>> START

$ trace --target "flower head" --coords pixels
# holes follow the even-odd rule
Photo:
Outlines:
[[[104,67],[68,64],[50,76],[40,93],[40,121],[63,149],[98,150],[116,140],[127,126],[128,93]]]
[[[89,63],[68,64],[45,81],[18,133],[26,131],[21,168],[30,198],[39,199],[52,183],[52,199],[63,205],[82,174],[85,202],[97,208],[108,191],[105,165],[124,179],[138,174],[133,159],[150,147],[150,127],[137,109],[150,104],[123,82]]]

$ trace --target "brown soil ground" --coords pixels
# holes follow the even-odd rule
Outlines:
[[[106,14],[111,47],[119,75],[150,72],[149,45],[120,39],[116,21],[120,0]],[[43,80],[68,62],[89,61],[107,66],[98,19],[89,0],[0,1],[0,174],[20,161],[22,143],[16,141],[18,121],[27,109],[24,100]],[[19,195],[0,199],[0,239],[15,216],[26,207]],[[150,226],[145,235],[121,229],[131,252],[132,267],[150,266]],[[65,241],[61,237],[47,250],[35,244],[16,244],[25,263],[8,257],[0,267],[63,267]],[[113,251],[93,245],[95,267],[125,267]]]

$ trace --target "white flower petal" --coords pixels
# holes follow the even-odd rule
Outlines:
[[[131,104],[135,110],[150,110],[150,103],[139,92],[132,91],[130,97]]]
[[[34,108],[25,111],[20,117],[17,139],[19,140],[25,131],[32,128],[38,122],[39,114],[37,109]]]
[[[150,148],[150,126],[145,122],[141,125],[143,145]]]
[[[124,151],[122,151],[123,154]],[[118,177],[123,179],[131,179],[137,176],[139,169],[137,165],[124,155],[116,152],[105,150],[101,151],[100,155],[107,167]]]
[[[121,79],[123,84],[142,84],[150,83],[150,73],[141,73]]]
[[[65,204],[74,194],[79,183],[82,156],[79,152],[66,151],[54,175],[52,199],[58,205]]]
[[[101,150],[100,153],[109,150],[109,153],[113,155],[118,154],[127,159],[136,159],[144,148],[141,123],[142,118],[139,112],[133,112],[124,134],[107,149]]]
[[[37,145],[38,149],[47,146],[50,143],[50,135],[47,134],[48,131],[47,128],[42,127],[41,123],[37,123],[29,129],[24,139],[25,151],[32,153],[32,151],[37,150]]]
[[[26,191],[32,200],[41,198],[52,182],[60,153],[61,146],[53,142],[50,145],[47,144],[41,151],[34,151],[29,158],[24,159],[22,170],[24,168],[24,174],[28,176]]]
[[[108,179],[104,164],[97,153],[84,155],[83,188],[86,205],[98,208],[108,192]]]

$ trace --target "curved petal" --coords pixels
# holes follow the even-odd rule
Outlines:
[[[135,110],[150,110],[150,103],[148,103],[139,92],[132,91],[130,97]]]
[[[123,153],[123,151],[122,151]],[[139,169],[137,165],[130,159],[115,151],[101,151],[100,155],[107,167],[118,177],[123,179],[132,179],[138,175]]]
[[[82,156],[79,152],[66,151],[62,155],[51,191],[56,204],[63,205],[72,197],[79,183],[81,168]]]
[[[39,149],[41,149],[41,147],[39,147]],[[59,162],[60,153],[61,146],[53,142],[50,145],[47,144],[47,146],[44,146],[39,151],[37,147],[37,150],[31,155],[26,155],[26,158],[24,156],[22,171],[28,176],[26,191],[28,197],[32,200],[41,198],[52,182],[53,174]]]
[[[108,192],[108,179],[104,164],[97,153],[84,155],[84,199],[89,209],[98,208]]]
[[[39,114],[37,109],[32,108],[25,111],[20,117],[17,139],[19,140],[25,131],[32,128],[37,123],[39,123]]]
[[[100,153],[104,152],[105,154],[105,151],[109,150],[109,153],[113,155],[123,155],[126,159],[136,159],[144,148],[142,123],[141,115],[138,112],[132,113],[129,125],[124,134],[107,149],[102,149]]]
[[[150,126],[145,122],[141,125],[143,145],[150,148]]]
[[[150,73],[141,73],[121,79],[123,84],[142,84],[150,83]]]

>> END

GIVEN PROBLEM
How many lines of the listing above contain the string "trace", counting only matches with the same case?

TASK OUTPUT
4